• [YOUR ASSIGNMENT]:
Starting from the line that contains "the distant town", reproduce each line exactly through the end of the material, and include no other lines.

☆ ☆ ☆ ☆ ☆ ☆ ☆

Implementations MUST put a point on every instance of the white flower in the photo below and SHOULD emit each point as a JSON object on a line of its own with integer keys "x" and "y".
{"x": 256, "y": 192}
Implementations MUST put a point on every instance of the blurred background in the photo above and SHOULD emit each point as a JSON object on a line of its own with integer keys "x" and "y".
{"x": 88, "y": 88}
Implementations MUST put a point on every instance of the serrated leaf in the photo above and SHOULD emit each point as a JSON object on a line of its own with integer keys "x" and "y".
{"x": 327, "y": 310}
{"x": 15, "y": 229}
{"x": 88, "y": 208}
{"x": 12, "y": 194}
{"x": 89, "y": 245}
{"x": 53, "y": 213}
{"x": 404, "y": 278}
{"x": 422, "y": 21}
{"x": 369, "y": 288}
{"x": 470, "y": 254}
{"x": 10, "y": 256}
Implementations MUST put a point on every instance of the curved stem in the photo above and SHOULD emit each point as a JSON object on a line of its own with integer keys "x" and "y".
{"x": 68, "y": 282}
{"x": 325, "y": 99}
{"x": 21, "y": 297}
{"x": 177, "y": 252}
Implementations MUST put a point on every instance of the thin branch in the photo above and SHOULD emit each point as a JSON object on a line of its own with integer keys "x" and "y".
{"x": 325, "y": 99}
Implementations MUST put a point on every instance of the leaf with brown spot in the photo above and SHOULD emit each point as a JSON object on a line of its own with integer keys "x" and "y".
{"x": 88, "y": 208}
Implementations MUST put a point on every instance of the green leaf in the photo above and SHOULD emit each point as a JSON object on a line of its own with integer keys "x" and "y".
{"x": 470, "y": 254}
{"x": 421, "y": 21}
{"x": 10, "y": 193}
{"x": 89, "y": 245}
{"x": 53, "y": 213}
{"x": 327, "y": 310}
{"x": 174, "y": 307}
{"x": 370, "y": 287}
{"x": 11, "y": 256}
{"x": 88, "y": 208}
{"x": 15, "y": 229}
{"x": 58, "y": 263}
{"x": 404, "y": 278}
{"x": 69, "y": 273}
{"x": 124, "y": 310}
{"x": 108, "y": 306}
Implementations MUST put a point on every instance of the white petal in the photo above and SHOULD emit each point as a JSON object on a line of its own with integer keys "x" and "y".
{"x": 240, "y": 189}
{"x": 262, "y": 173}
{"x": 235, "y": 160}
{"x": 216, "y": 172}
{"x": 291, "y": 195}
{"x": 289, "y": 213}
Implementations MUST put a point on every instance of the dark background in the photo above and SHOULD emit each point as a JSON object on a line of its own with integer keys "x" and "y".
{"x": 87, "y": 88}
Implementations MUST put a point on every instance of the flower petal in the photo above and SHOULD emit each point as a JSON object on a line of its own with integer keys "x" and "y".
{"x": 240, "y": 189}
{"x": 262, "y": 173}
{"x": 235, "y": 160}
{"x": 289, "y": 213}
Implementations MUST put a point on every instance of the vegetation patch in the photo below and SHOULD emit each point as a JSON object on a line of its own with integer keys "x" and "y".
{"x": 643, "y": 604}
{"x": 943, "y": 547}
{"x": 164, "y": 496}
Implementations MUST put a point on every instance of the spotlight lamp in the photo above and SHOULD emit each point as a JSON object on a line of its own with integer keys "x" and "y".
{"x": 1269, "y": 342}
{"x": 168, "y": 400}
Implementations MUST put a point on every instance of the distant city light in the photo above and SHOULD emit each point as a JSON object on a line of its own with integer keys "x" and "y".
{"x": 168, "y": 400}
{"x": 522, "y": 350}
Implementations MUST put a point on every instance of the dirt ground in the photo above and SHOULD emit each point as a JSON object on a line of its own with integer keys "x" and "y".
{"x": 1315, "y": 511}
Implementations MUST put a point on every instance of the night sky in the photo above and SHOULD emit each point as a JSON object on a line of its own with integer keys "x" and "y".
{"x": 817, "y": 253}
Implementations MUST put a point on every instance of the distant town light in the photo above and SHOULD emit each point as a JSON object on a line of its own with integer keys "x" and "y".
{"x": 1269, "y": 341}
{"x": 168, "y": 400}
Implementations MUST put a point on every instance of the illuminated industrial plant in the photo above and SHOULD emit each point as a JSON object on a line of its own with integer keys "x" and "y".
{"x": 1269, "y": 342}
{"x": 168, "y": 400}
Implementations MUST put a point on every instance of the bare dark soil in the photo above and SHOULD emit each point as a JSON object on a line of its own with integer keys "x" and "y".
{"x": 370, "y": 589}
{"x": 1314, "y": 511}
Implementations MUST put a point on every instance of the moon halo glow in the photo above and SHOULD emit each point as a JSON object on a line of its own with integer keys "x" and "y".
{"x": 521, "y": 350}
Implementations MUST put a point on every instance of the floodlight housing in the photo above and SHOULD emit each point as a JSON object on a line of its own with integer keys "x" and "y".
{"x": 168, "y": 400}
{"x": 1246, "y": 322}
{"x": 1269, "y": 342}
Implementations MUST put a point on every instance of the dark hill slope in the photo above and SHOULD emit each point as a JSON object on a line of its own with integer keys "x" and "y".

☆ ☆ ☆ ☆ ☆ ☆ ☆

• [ANSWER SECTION]:
Implementations MUST put a point on every instance of the distant town light in the photo above and SHOULD emit each point as a JSON object on a line of its own with integer keys "x" and "y".
{"x": 1269, "y": 341}
{"x": 168, "y": 400}
Implementations MUST put a point on every instance of the illuminated industrial plant in the photo above and SHOULD emit each point as a JSON object on a line of its own with integer keys "x" and "y".
{"x": 1269, "y": 342}
{"x": 168, "y": 400}
Implementations MUST put a point on every instance of the bare dark soil in the photo above and SHOULD emit each point as a JSON object on a line of its own with integer keys "x" and "y".
{"x": 370, "y": 589}
{"x": 1314, "y": 511}
Implementations MUST put a point on every instance of the moon halo glow in the photo above and SHOULD emit each point as a JSON object on a line of its own with integer keys "x" and "y".
{"x": 521, "y": 350}
Implementations MUST put a point on every instance of the floodlight housing in the photo above and SHOULD emit each point as a JSON object on a line of its own with integer keys "x" and "y".
{"x": 168, "y": 400}
{"x": 1246, "y": 322}
{"x": 1269, "y": 342}
Implementations MUST put a point on every instance of the dark hill slope in the photo above and SHOULD emit each point as a JSON object on a line of its own with integer keys "x" and "y".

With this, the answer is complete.